• _STATED GOAL_
For each of statements (a), (b) and (c), state whether it agrees with the Go runes interview page, answering yes or no and quoting the words from the page that decide it.
(a) In Go, rune is a type alias for int64.
(b) In Go, len(s) gives the number of bytes in a string.
(c) Converting a string to []rune uses no extra memory.

• _SOURCE PASSAGE_
Runes — Interview Questions¶

Junior Level¶

Q1: What is a `rune` in Go?¶

Answer: rune is a type alias for int32. It represents a Unicode code point — a unique number assigned to each character in the Unicode standard.

var r rune = '中'
fmt.Println(r)          // 20013 (Unicode code point)
fmt.Printf("%c\n", r)  // 中 (the character)
fmt.Printf("%T\n", r)  // int32 (underlying type)

Q2: What is the difference between `len(s)` and the number of characters?¶

Answer: len(s) returns the number of bytes in the string, not the number of characters. For multi-byte characters (like Chinese or emoji), one character takes more than one byte.

s := "中"
fmt.Println(len(s))                        // 3 (bytes)
fmt.Println(len([]rune(s)))                // 1 (characters)
fmt.Println(utf8.RuneCountInString(s))     // 1 (characters, no alloc)

Q3: How do you iterate over the characters in a string?¶

Answer: Use a range loop. It automatically decodes UTF-8 and yields (byte_index, rune) pairs.

for i, r := range "Hello中" {
    fmt.Printf("index=%d, char=%c\n", i, r)
}
// Note: index is byte position, not character position

Q4: What is the difference between single quotes and double quotes in Go?¶

Answer: Single quotes create rune literals ('A' is rune = int32). Double quotes create string literals ("A" is string).

r := 'A'   // rune (int32) = 65
s := "A"   // string = "A"

Q5: How do you convert a rune to a string?¶

r := '中'
s := string(r)       // "中"
s2 := fmt.Sprintf("%c", r)  // also "中"

Middle Level¶

Q6: Why is `range` over a string preferred to converting to `[]rune`?¶

Answer: range over a string is O(n) time but O(1) space — it reads bytes in-place without allocation. Converting to []rune requires O(n) time AND O(n) memory. For simple iteration, range is always more efficient.

• _DATASET ROWS_
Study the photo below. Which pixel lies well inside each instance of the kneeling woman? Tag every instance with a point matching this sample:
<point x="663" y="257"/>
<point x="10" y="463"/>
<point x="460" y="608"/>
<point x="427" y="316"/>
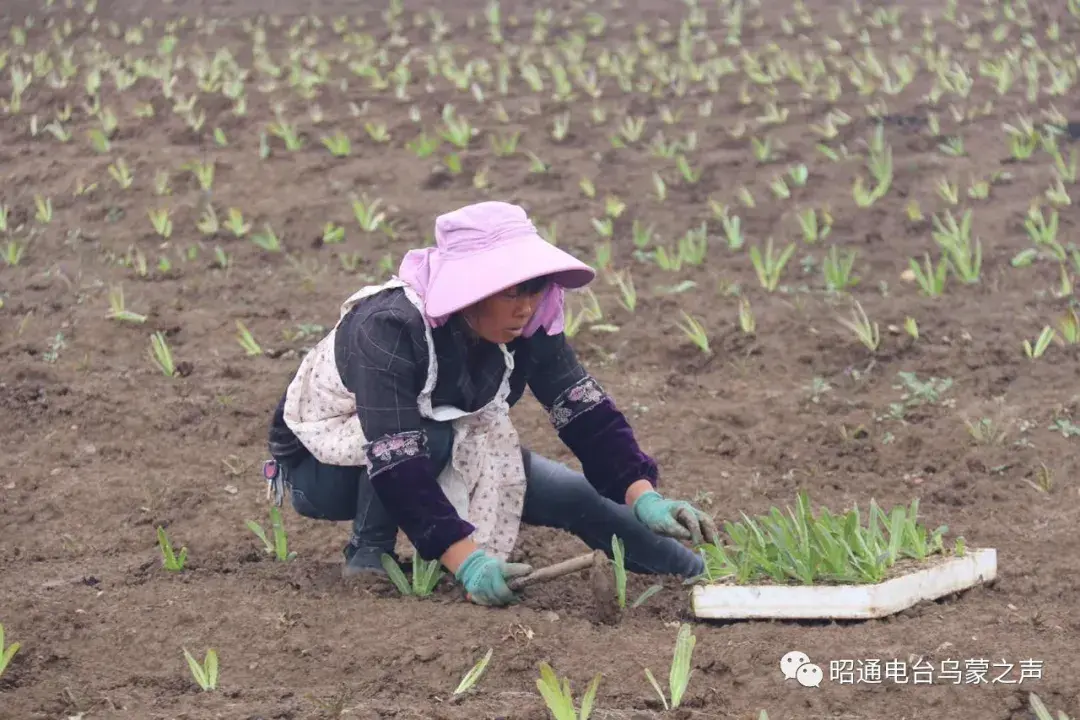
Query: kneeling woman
<point x="399" y="418"/>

• _SOLVED PROBLEM_
(a) No: "rune is a type alias for int32."
(b) Yes: "len(s) returns the number of bytes in the string, not the number of characters."
(c) No: "Converting to []rune requires O(n) time AND O(n) memory."